### EXERCISE SET
- A) List every area that the article on speed cameras says the NSW government's $170 million spend covers.
- B) Reproduce the passage of the speed camera article that starts at "Camera cars will" and ends at "a warning letter.".

### PAGE EXCERPT
####

Snap: Speed cameras are going under cover in NSW and Queensland.

Mobile speed camera numbers to increase

11 May 2010

NEW South Wales and Queensland will introduce covert mobile digital speed cameras from July, with NSW cameras also getting number-plate recognition technology to capture unregistered and uninsured vehicles.

As well, 200 digital intersection ‘safety cameras’ that detect both speed and red-light infringements are being rolled out in NSW, either replacing outmoded wet-film cameras or being installed at new sites.

Announced together with a NSW government spend of $170 million on highway safety audits, road repairs, education and heavy-vehicle safety, the initial six mobile speed cameras will be used across the state on roads revealed on the Roads and Traffic Authority (RTA) website, although time and exact location will not be announced.

Along with red light, safety, transit way and toll way cameras, the covert cameras will not only identify speeding vehicles but also unregistered and uninsured vehicles.

Camera cars will be marked, and a roadside sign notifying drivers of its presence will be placed after the camera vehicle. For the first month, drivers will get only a warning letter.

Camera numbers will be increased over the next year to about 35 to 40 units.

Mobile speed cameras have been used in NSW before, from 1991 until November 2008, when the last of the outdated wet-film cameras were decommissioned as they fell into disrepair and were not replaced.

 center imageA spokesperson for the NSW transport minister, David Campbell, told GoAuto that mobile speed cameras were recognised internationally as one tool to reduce speeding and crashes.

“A report prepared by Monash University Accident Research Centre has found mobile speed cameras have reduced the number of crashes in Victoria and Queensland by at least 25 per cent,” he said.

####

### DATASET ROWS

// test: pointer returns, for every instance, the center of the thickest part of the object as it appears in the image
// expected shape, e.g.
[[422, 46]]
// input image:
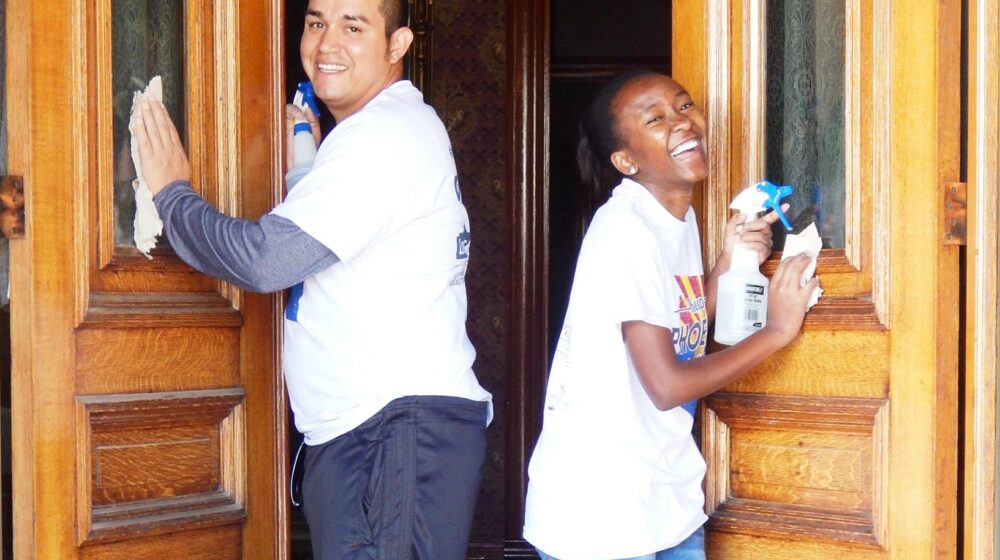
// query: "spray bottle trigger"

####

### SOLUTIONS TO THE PROBLEMS
- A)
- Highway safety audits
- Road repairs
- Education
- Heavy-vehicle safety

- B)
Camera cars will be marked, and a roadside sign notifying drivers of its presence will be placed after the camera vehicle. For the first month, drivers will get only a warning letter.